A faithful copy is required: transcribe each line below exactly, minus the pictures.

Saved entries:
┄┄┄┄┄┄

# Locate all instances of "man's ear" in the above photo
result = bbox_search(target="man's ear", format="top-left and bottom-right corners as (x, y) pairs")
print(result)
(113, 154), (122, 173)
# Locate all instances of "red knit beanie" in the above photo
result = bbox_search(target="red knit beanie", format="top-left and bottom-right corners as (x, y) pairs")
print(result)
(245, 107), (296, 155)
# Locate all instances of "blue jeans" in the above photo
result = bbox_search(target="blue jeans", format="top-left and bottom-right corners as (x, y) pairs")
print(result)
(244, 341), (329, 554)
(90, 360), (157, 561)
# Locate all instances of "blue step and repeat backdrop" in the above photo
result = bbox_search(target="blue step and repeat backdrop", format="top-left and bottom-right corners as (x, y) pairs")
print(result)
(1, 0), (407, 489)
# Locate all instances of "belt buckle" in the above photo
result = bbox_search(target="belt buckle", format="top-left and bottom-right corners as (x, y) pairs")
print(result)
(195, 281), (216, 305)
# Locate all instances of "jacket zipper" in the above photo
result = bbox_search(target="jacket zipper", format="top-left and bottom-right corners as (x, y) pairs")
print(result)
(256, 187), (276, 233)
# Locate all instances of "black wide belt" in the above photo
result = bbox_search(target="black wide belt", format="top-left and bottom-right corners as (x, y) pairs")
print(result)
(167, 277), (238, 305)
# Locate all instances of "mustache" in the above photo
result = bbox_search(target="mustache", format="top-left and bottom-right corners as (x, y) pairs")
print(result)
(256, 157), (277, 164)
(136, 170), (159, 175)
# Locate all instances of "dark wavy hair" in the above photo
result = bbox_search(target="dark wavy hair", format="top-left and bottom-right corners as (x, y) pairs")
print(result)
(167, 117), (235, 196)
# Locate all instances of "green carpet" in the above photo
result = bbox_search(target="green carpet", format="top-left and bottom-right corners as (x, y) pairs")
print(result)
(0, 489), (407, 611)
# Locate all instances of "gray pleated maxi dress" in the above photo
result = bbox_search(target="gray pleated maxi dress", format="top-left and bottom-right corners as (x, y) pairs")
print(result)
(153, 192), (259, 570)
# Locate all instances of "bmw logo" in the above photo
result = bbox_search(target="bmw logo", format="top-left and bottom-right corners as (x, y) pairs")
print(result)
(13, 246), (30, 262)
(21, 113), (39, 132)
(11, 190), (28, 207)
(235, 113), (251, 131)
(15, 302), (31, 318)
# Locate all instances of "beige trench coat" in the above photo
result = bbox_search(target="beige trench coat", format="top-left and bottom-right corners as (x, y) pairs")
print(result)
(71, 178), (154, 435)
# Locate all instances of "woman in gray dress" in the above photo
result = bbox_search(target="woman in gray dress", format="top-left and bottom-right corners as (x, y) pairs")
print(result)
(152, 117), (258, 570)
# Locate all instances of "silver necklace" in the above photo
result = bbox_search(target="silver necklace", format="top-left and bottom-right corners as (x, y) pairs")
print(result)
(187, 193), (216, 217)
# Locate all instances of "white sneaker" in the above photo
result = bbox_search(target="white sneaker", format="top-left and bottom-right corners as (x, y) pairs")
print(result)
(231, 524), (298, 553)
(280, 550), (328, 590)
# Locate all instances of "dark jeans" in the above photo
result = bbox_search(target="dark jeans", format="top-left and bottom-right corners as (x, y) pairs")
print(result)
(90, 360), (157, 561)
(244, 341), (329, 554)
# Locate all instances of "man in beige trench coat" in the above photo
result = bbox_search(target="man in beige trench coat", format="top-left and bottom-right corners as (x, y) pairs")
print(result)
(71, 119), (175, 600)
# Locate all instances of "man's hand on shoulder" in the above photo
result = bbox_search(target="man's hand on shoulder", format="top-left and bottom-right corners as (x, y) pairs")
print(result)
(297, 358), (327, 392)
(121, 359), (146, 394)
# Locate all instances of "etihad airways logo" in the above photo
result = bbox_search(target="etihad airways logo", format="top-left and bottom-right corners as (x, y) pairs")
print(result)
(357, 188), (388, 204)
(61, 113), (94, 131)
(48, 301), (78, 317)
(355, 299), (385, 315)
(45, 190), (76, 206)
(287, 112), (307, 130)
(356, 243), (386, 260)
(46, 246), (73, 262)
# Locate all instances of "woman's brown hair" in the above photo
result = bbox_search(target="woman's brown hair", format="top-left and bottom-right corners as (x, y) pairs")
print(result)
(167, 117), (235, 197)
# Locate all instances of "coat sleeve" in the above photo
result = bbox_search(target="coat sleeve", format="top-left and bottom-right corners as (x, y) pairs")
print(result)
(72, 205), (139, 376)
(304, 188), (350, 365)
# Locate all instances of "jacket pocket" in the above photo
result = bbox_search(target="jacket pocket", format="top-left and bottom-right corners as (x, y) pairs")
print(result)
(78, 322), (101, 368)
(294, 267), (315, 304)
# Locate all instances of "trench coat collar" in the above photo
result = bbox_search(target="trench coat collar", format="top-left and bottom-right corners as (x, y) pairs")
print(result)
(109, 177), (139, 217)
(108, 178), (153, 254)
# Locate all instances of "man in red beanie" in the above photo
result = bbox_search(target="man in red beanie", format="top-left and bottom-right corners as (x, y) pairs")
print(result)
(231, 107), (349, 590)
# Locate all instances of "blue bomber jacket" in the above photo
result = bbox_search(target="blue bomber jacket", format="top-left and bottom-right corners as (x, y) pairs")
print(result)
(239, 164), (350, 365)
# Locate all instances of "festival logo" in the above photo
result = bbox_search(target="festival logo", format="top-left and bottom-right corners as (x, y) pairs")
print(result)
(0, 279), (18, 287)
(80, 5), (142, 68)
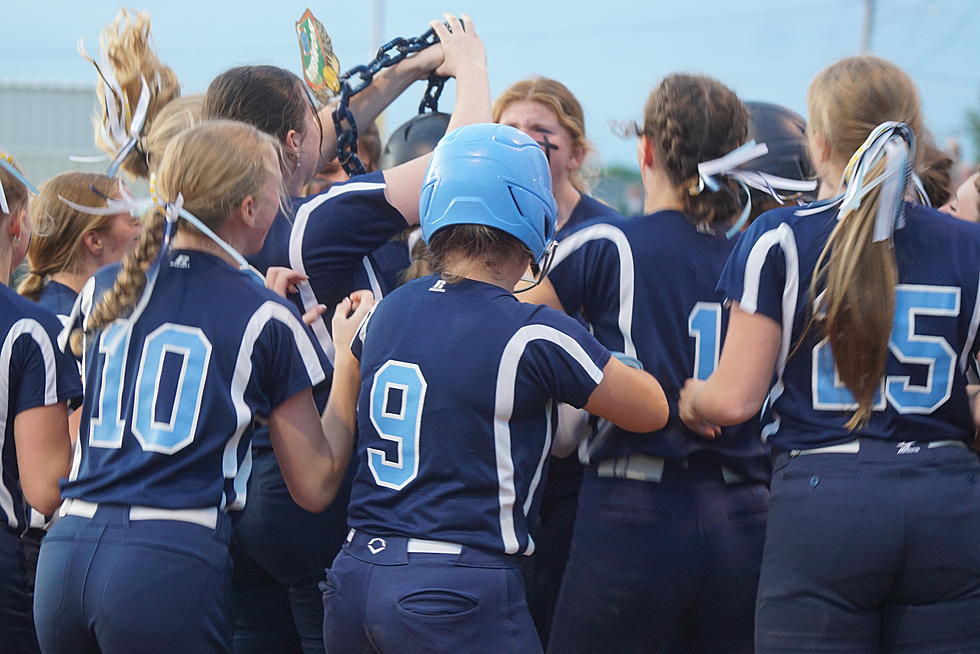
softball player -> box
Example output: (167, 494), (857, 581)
(528, 74), (769, 654)
(0, 158), (80, 654)
(200, 16), (491, 653)
(19, 173), (142, 320)
(493, 76), (622, 643)
(32, 120), (362, 654)
(680, 55), (980, 653)
(320, 123), (668, 654)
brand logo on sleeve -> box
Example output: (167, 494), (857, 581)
(170, 254), (191, 269)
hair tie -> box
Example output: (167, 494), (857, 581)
(796, 122), (926, 243)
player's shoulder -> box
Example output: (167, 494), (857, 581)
(0, 284), (64, 339)
(293, 171), (388, 216)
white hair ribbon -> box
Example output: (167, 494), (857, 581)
(0, 154), (41, 215)
(696, 140), (819, 239)
(795, 121), (925, 242)
(78, 40), (152, 178)
(58, 190), (265, 286)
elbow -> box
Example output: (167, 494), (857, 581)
(708, 396), (762, 427)
(24, 484), (62, 517)
(289, 479), (339, 514)
(621, 386), (670, 434)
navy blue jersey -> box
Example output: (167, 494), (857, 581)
(347, 275), (611, 555)
(36, 281), (78, 326)
(245, 172), (400, 447)
(548, 211), (767, 475)
(61, 250), (327, 510)
(352, 236), (413, 300)
(720, 202), (980, 451)
(1, 285), (82, 533)
(562, 193), (621, 235)
(288, 171), (408, 363)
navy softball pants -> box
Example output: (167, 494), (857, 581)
(758, 439), (980, 653)
(548, 457), (769, 654)
(34, 503), (233, 654)
(323, 529), (542, 653)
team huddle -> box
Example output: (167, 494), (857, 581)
(2, 8), (980, 654)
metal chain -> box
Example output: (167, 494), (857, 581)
(333, 27), (446, 176)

┄┄┄┄┄┄

#### Result
# Locate all instances of "man's ear" in the above photo
result = bbox_search(target="man's ear", format="top-left and bottom-right corners as (x, y) pairs")
print(result)
(113, 154), (122, 173)
# Locate all instances of "red knit beanie" in the above photo
result = bbox_search(target="red knit beanie", format="top-left and bottom-right corners as (x, y) pairs")
print(result)
(245, 107), (296, 155)
# Locate all instances of "blue jeans" in the above photo
result = bbox_search(target="blue jeans", format="top-left and bottom-right corners as (x, y) pairs")
print(result)
(244, 341), (329, 554)
(90, 360), (157, 561)
# Locate all instances of "blue step and repeat backdrop" in the above photo
result = bbox_search(target="blue step and repeat backdrop", format="top-left and bottom-right corners as (x, y) pairs")
print(result)
(1, 0), (407, 489)
# Locate all instances of "belt buckle" in the above photo
result = bbox_search(target="belt buckle", format="top-left and bottom-right corners as (x, y) pairs")
print(result)
(195, 281), (216, 305)
# Locate all instances of "jacket zipper" in the above photo
result = bbox_search(target="jacket zipper", format="top-left and bottom-right corners as (x, y) pairs")
print(result)
(256, 187), (276, 233)
# Locate all instances of "black wide belt" in the above photo
result = bbox_search(target="black wide belt", format="top-left and bottom-right corners as (x, y) pairs")
print(result)
(167, 277), (238, 305)
# Locate all instances of "mustache" in the above photo
result = bbox_search(target="mustache", format="top-left and bottom-right corners as (x, y) pairs")
print(result)
(256, 157), (277, 164)
(136, 170), (159, 175)
# Locate all instances of "dark wavy hair" in the above photo
result = bbox_search(target="dark wavy hair", format="top-left and bottom-right corners as (x, y) pairs")
print(result)
(167, 117), (235, 196)
# Locate all instances of "green carpet" in the above photo
result = bbox_search(target="green carpet", format="top-left and bottom-right corners as (x, y) pairs")
print(result)
(0, 489), (407, 611)
# Locate all instances of "gray pleated maxi dress" in the above photo
result = bbox_search(target="gray pleated maxi dress", format="top-left and bottom-right corners as (x, y) pairs")
print(result)
(153, 192), (259, 570)
# Locate all instances of "bmw logo" in the above photo
result = bbox_search(target="bmw logo", format="top-left and bottom-right corners as (x, y) pairs")
print(result)
(13, 246), (30, 262)
(21, 113), (39, 132)
(11, 190), (28, 207)
(235, 113), (251, 131)
(15, 302), (31, 318)
# Locate all instances of "beige trench coat" in the above photo
result = bbox_search(target="beige trench coat", format="top-left and bottom-right corners as (x, y) pairs")
print(result)
(71, 178), (154, 435)
# Locate all instances of "woman in gray dress" in the above photo
result = bbox_search(target="woman in gray dress", format="top-left and bottom-right corners as (x, y) pairs")
print(result)
(152, 117), (258, 570)
# Locate all instances of "silver necklace" in the above photo
result = bbox_search(target="silver necklace", format="top-left and bottom-right corners as (x, y) pairs")
print(result)
(187, 193), (216, 217)
# Locate all instances of "white sneaker" in the above photo
result = bbox_search(target="white sneaker", format="top-left and bottom-right corners as (x, y) pairs")
print(result)
(231, 524), (298, 553)
(280, 550), (328, 590)
# Locate all instances of "dark jeans" in the above photo
result = bbox_search(target="dark jeans", format="top-left and bottom-right corners as (x, y) pairs")
print(result)
(90, 360), (157, 561)
(244, 341), (329, 554)
# Locate all instances of "man in beige trench coat" in the above photo
result = bbox_search(target="man in beige trench coat", format="top-left and bottom-right corners as (x, y) pairs")
print(result)
(71, 119), (175, 600)
# Locate all instances of "man's hand on shoulder" in the above photo
result = bbox_search(target="man's hand on shoulder", format="top-left and bottom-right corners as (x, y) pairs")
print(result)
(297, 358), (327, 392)
(121, 359), (146, 394)
# Locate all instances of "etihad airways logo" in the above photo
result = bbox_search(target="etihad airways logo", format="top-left and bottom-right corners as (x, y) pairs")
print(result)
(357, 188), (388, 204)
(61, 113), (94, 131)
(48, 301), (78, 317)
(355, 299), (385, 315)
(45, 190), (76, 206)
(287, 112), (307, 130)
(356, 243), (386, 260)
(46, 246), (73, 262)
# Locate all instances of "woman's brown hair" in the above photo
result = bbox_search(target="woman's brown hair", format="top-left and bottom-right corners as (x, y) pairs")
print(result)
(167, 117), (235, 197)
# Locate all instances of "coat sleeve" in the above photo
result = bbox_search(target="coat sleeve", format="top-left and bottom-right corners as (x, y) pairs")
print(result)
(72, 205), (139, 376)
(304, 188), (350, 365)
# Locate all instances of "jacket pocket" in the above photo
result = bbox_search(target="jacket pocket", format="top-left and bottom-right corners as (x, y) pairs")
print(result)
(78, 322), (101, 368)
(294, 267), (315, 304)
# Locate all instances of "trench coat collar" in the above photo
result = bbox_search(target="trench coat collar", format="top-left and bottom-right corners as (x, y) pairs")
print(result)
(109, 177), (139, 217)
(108, 178), (153, 254)
# Locate all instances of "man in red beanie" in the above photo
result = bbox_search(target="man in red beanie", format="top-left and bottom-right corners as (x, y) pairs")
print(result)
(231, 107), (349, 590)
# Locate all instances of "blue bomber jacket" in the above photo
result = bbox_search(target="blue bomber jacket", format="top-left and bottom-right corners as (x, y) pairs")
print(result)
(239, 164), (350, 365)
# Locate all instances of "festival logo" in the above photo
result = bbox_search(target="festival logo", format="top-left and bottom-right corners as (x, y) pairs")
print(result)
(0, 279), (18, 287)
(80, 5), (142, 68)
softball player -> box
Example output: (167, 494), (857, 581)
(528, 74), (769, 654)
(0, 158), (80, 654)
(200, 16), (491, 653)
(19, 173), (142, 320)
(493, 76), (622, 643)
(32, 120), (362, 654)
(680, 55), (980, 653)
(320, 123), (668, 654)
brand logo on sleeve -> box
Example output: (167, 494), (857, 581)
(170, 254), (191, 269)
hair tie -> box
Example output: (167, 494), (857, 581)
(796, 122), (926, 243)
player's shoulder -> box
Example output: (167, 494), (857, 581)
(0, 284), (64, 339)
(293, 171), (388, 216)
white hair ribbon -> box
Example output: (167, 494), (857, 581)
(0, 154), (41, 215)
(696, 140), (819, 239)
(795, 121), (925, 242)
(78, 40), (152, 178)
(58, 190), (265, 286)
elbow -> box
Example output: (167, 494), (857, 581)
(708, 396), (762, 427)
(24, 484), (62, 517)
(289, 479), (339, 514)
(621, 386), (670, 434)
navy blue jersey -> box
Example output: (167, 494), (857, 581)
(347, 275), (611, 555)
(36, 281), (78, 326)
(245, 172), (400, 447)
(548, 211), (767, 475)
(61, 250), (327, 510)
(352, 236), (413, 300)
(720, 202), (980, 451)
(1, 285), (82, 533)
(562, 193), (621, 235)
(288, 171), (408, 363)
navy softball pants -> box
Example output: (167, 494), (857, 581)
(758, 439), (980, 653)
(548, 457), (769, 654)
(34, 503), (233, 654)
(323, 529), (542, 653)
team huddle -> box
Example output: (167, 494), (857, 581)
(2, 8), (980, 654)
metal chain -> box
Example output: (167, 494), (857, 581)
(333, 27), (446, 176)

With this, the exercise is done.